- WHAT YOU ARE ASKED TO DO -
Word for word, output every line of the material below, minus pictures.
###
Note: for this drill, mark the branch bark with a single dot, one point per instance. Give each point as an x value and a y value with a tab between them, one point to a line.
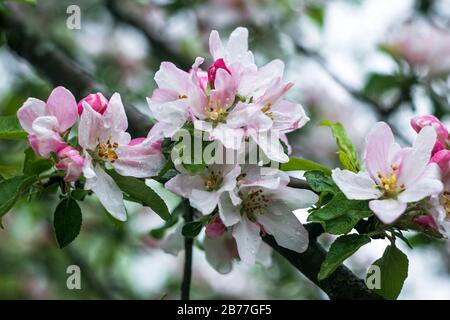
59	69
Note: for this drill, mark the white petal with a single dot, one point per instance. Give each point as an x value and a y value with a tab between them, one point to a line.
29	111
357	186
286	229
415	162
387	210
248	240
220	252
229	213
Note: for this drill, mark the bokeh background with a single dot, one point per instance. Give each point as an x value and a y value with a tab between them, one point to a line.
353	61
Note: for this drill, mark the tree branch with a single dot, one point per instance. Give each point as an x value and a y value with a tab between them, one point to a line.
159	47
58	68
188	244
61	70
341	284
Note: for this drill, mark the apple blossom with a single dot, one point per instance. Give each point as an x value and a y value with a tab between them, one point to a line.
265	206
70	161
104	139
394	176
47	123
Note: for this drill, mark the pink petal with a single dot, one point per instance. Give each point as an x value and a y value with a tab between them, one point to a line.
62	104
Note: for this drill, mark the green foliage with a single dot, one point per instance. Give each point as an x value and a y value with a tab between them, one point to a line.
34	165
393	271
342	248
140	192
347	151
303	164
11	190
340	215
192	229
67	221
320	182
10	128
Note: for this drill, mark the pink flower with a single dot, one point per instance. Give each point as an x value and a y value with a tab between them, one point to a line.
105	141
418	123
215	229
423	46
97	101
71	162
47	122
264	203
427	222
218	64
177	91
394	176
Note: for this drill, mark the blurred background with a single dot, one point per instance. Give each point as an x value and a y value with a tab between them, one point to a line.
353	61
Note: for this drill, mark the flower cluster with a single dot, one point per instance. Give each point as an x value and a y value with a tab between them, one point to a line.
102	143
410	181
231	103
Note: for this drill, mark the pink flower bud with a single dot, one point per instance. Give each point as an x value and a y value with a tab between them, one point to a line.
429	120
427	222
97	101
218	64
71	162
215	229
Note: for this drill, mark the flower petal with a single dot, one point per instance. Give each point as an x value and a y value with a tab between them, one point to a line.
108	193
286	229
29	111
415	162
377	152
248	240
62	104
357	186
387	210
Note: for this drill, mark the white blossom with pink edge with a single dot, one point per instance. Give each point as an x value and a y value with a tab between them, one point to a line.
394	176
105	141
47	122
266	206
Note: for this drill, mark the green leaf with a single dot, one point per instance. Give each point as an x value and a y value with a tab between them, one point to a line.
393	271
67	221
340	215
303	164
347	150
342	248
192	229
34	165
9	193
320	182
10	128
137	189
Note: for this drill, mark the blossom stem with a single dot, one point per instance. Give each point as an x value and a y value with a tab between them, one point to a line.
188	244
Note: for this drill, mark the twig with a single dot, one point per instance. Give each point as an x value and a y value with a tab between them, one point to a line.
58	68
159	47
188	244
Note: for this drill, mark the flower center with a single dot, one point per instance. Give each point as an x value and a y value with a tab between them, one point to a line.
266	109
389	183
254	203
107	151
213	181
215	112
###
- TASK RESULT -
Note: for this drill, mark the branch bark with a single dot, one point per instance. Give each point as an x value and a y value with a tab between them, one point to a line.
59	69
Note: for this drill, mark the white petal with a single dot, one point per instance. Give each point as an x value and a y value with a tab between them, one point to a line.
29	111
357	186
286	229
415	162
387	210
248	240
220	252
229	213
Note: for this drill, mark the bokeh background with a single dot, one point per instance. Give each point as an x value and a y value with a tab between them, one point to a line.
353	61
Note: for this drill, mark the tree branch with a single dot, one point per instance. Give each point as an x value and a y value with a tab between them, one point to a line.
159	47
58	68
188	244
61	70
341	284
Note: for this drill, mark the apple blossom with a single dot, one point per instance. Give each point as an x value and a y value with a tab between them, one point to a line.
265	206
70	161
104	139
394	176
47	123
Note: for this drill, mark the pink petal with a single dot, one point per instance. Give each point as an x value and a y value with a tab between them, one point to a line.
62	104
Note: for this drill, mark the green foliage with a single dot, one point per instance. Give each point as an x value and a y value with a tab between them, one point to a line.
34	165
393	271
342	248
140	192
347	151
303	164
11	190
340	215
192	229
67	221
320	182
10	128
Note: for this drill, mark the pink flower with a single dot, one point per instance. Give each point as an x value and a y value with a tab between them, one point to a line.
105	141
418	123
215	229
423	46
97	101
71	162
47	122
264	203
427	222
218	64
177	91
394	176
Note: for this drill, mark the blurred background with a single dot, one point per instance. Give each point as an x value and a y value with a tab between them, one point to a line.
353	61
Note: for this drill, mark the flower cluster with a single dot, one point per instance. Give each point as an x value and a y value with a tab between them, one point to a line.
102	143
410	181
231	103
Note: for this drill, mark the pink flower bud with a single dot, one point per instance. Give each point as an x value and a y value with a tab between them, one point to a line.
429	120
427	222
97	101
218	64
71	162
215	229
Note: for this drill, mark the flower petal with a single dot, one point per instance. Give each point as an x value and a y value with a tab between them, one point to a line.
108	193
286	229
29	111
415	162
377	152
248	240
62	104
357	186
387	210
Note: for this drill, mark the white blossom with pink edge with a single dot, one point per instance. Give each point as an x value and a y value with a tab between them, one point to a line.
394	176
105	141
47	122
266	206
Note: for this drill, mark the green leaf with a single dot, one point per instance. Give each point as an x value and a y value with a tab between them, one point to a line.
393	271
67	221
340	215
303	164
347	150
342	248
192	229
34	165
9	193
320	182
10	128
137	189
Note: for this drill, mark the blossom stem with a single dot, one point per instance. Give each point as an x value and a y value with a tab between them, one point to a line.
188	244
Note: for this drill, mark the twig with a single dot, one point per instance. Give each point as an x value and a y value with a tab between them, one point to a line.
58	68
159	47
188	244
Note: for this drill, mark the flower center with a single dot, one point per instance. Give each point as an x value and a y value with a tab between them, one point to a line.
266	109
389	183
254	203
107	151
213	181
215	112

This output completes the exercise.